• _EXERCISE A_
In two sentences, summarize the video QA description below.

• _PASSAGE TO READ_
==*==

Multimodal Video QA — Siddhesh More

A system that answers natural language questions about video content by combining visual frame retrieval, audio transcription, and a fine-tuned vision-language model.

Frame extraction uses PyAV and SceneDetect to sample keyframes at scene boundaries. Each frame gets a CLIP ViT-L/14 embedding computed locally. The audio track is transcribed by Whisper with word-level timestamps, and the transcript is chunked and embedded with bge-large-en-v1.5. Two FAISS indexes sit side by side: one visual (IndexFlatIP for cosine over CLIP embeddings), one textual. At query time both indexes retrieve independently and Reciprocal Rank Fusion merges the ranked lists. RRF avoids the score normalization problem that comes from mixing cosine distances from two different embedding spaces.

The VLM (Qwen2-VL-7B) is fine-tuned with QLoRA: 4-bit NF4 quantization via bitsandbytes, LoRA adapters at rank 16 targeting q_proj and v_proj attention projections. Only about 0.1% of parameters are trained; the base model stays frozen. HuggingFace Trainer handles the training loop, W&B logs loss curves and validation QA accuracy.

Served with vLLM. The CLIP encoder is exported to ONNX for edge inference benchmarking (latency comparison: BF16 vs INT4). An MCP tool server exposes @mcp.tool() def video_qa(query, video_id), making it callable directly from the LangGraph agent in Project 1.

In progress.

==*==

• _SUPPLIED DATA_
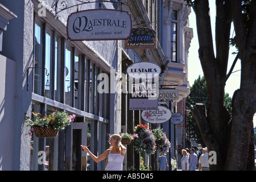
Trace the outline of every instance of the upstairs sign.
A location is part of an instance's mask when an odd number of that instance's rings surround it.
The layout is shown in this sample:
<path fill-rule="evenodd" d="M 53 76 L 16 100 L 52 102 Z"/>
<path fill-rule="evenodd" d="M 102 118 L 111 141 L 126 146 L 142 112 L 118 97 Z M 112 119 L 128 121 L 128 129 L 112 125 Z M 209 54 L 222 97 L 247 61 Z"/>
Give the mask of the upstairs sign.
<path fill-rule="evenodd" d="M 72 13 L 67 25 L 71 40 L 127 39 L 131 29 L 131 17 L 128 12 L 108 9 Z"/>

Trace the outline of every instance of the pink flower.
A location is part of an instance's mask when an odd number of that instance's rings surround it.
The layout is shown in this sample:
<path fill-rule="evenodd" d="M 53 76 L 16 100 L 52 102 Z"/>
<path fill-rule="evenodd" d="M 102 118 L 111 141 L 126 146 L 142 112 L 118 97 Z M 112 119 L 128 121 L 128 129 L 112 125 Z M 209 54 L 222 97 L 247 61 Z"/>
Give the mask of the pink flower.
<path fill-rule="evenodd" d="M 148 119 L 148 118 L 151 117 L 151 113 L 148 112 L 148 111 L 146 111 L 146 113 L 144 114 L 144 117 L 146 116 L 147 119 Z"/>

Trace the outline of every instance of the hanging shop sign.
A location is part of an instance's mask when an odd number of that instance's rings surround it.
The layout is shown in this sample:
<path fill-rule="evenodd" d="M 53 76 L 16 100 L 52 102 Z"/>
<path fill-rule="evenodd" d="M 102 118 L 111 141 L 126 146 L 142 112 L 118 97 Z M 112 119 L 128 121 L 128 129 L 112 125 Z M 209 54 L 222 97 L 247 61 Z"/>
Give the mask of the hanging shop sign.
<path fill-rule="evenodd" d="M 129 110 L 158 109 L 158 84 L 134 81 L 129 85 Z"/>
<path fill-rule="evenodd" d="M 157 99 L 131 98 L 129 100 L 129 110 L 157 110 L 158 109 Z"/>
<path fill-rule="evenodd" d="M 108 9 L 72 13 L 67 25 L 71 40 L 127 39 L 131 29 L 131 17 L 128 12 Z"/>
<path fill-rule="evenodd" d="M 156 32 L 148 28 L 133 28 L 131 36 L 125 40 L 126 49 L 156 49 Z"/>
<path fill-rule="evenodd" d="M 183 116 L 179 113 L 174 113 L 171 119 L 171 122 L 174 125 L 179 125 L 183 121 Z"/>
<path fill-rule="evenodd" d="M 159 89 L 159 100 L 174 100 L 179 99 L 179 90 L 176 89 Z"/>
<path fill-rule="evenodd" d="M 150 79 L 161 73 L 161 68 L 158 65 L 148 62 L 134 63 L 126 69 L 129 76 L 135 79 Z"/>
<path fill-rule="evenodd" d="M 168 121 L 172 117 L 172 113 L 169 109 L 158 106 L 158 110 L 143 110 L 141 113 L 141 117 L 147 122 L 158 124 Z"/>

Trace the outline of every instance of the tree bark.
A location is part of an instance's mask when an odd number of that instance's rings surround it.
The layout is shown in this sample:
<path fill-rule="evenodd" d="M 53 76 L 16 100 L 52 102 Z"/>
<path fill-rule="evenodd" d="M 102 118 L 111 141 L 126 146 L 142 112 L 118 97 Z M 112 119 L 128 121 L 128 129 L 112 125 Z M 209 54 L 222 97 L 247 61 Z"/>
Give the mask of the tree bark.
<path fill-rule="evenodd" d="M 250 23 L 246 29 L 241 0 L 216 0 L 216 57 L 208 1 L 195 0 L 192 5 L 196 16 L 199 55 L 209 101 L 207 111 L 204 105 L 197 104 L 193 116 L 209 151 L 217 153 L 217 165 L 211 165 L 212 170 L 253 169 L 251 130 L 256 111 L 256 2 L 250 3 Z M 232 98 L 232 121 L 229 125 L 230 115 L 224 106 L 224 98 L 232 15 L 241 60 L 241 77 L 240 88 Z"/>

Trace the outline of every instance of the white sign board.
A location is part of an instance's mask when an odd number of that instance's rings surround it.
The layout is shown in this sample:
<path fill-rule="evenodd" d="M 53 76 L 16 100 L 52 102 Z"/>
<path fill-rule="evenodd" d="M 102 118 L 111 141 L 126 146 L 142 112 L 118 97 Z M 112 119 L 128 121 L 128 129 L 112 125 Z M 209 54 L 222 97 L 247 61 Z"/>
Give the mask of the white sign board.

==*==

• _EXERCISE B_
In the listing, write out the lines from the line with "Trace the outline of every instance of the tree" to the line with "Give the mask of the tree bark.", keeping each one unchanged.

• _FINAL RESULT A_
The project answers natural language questions about video content by combining visual frame retrieval, audio transcription, and a fine-tuned vision-language model. Keyframes receive CLIP embeddings and Whisper transcripts are embedded with bge-large-en-v1.5 into two FAISS indexes whose results are merged by Reciprocal Rank Fusion, while Qwen2-VL-7B is fine-tuned with QLoRA, served with vLLM, and made callable through an MCP tool server.

• _FINAL RESULT B_
Trace the outline of every instance of the tree bark.
A location is part of an instance's mask when an odd number of that instance's rings surround it.
The layout is shown in this sample:
<path fill-rule="evenodd" d="M 53 76 L 16 100 L 52 102 Z"/>
<path fill-rule="evenodd" d="M 102 118 L 111 141 L 126 146 L 142 112 L 118 97 Z M 112 119 L 128 121 L 128 129 L 112 125 Z M 209 54 L 222 97 L 247 61 Z"/>
Give the mask of the tree bark.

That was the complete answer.